━━━━━ Stored records
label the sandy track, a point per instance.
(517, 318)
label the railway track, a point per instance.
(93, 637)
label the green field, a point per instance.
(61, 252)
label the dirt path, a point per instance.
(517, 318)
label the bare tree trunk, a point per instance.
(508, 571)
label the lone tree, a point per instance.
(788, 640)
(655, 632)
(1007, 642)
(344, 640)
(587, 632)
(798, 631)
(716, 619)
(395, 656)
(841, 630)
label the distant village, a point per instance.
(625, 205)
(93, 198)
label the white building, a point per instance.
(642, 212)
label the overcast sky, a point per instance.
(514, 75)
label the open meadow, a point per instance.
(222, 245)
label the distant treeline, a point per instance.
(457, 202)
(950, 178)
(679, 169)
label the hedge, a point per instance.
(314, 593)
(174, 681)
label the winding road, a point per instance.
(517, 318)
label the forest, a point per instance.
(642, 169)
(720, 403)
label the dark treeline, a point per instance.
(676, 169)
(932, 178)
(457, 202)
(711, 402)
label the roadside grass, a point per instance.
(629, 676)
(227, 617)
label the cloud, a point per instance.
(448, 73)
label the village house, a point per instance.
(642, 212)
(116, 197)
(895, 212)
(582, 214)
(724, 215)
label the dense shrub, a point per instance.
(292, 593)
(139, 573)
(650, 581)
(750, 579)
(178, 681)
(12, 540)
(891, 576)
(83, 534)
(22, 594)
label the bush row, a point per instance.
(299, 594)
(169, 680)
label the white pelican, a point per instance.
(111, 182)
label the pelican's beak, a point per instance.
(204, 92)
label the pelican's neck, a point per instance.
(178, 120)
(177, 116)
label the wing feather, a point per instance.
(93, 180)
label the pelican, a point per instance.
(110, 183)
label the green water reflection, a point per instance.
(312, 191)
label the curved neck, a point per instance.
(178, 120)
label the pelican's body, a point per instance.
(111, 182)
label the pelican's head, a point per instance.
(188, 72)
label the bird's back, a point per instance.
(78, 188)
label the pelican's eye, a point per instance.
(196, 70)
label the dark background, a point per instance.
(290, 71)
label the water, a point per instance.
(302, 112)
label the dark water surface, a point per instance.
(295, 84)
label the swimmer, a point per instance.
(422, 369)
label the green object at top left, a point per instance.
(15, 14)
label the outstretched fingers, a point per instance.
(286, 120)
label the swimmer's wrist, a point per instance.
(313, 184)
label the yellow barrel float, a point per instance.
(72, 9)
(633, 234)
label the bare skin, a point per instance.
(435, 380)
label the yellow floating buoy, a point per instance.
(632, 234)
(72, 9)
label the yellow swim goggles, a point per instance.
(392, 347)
━━━━━━━━━━
• **Task description**
Extract the data exactly as given.

• **Final result**
label the sandy track, a point per instance.
(517, 318)
label the railway track, a point per instance.
(93, 637)
label the green field, a point per instance.
(61, 252)
label the dirt path, a point per instance.
(517, 318)
label the bare tree trunk, a point per instance.
(508, 571)
label the lone tree, a point per instance.
(788, 640)
(655, 632)
(1007, 642)
(344, 640)
(587, 632)
(798, 631)
(716, 619)
(395, 656)
(841, 630)
label the distant village, a point per instance.
(625, 205)
(93, 198)
label the white building, a point per instance.
(642, 212)
label the overcast sky, a point per instance.
(514, 75)
label the open meadow, a point per instance.
(222, 245)
label the distant treeline, a point per instance.
(457, 202)
(950, 178)
(679, 169)
label the hedge, a point per instance.
(314, 593)
(174, 681)
label the winding road, a point per instance.
(517, 318)
label the forest, a point per instance.
(642, 169)
(720, 403)
label the dark treeline, a point per instance.
(676, 169)
(932, 178)
(457, 202)
(711, 402)
label the roadside grass, a point per instance.
(629, 676)
(227, 617)
label the cloud, a point per instance.
(448, 73)
label the village house, a point per instance.
(642, 212)
(116, 197)
(895, 212)
(582, 214)
(724, 215)
label the dense shrub, a point per instance.
(292, 593)
(139, 573)
(650, 581)
(750, 579)
(178, 681)
(12, 540)
(891, 576)
(83, 534)
(22, 594)
label the bush row, a point per instance.
(299, 594)
(169, 680)
label the white pelican, a point per instance.
(111, 182)
label the pelican's beak, a point per instance.
(204, 92)
label the pelican's neck, a point per instance.
(178, 120)
(177, 116)
label the wing feather, a point per instance.
(93, 180)
label the pelican, a point per instance.
(110, 183)
label the green water reflection, a point per instance.
(312, 191)
label the curved neck, a point per instance.
(178, 120)
label the pelican's body, a point per instance.
(111, 182)
label the pelican's head, a point per instance.
(188, 72)
label the bird's back, a point per instance.
(78, 188)
label the pelican's eye, a point per instance.
(196, 70)
label the dark background, a point per instance.
(290, 71)
label the water, a point per instance.
(302, 112)
label the dark water surface, a point per instance.
(295, 84)
label the swimmer, a point per instance.
(422, 369)
label the green object at top left, a point per instance.
(15, 14)
label the outstretched fingers, a point per instance.
(286, 120)
label the swimmer's wrist, a point per instance.
(313, 184)
label the yellow barrel float, a point per instance.
(72, 9)
(633, 234)
label the bare skin, a point per instance.
(435, 380)
label the yellow floating buoy, a point per instance.
(632, 234)
(72, 9)
label the yellow swim goggles, a point per instance.
(392, 347)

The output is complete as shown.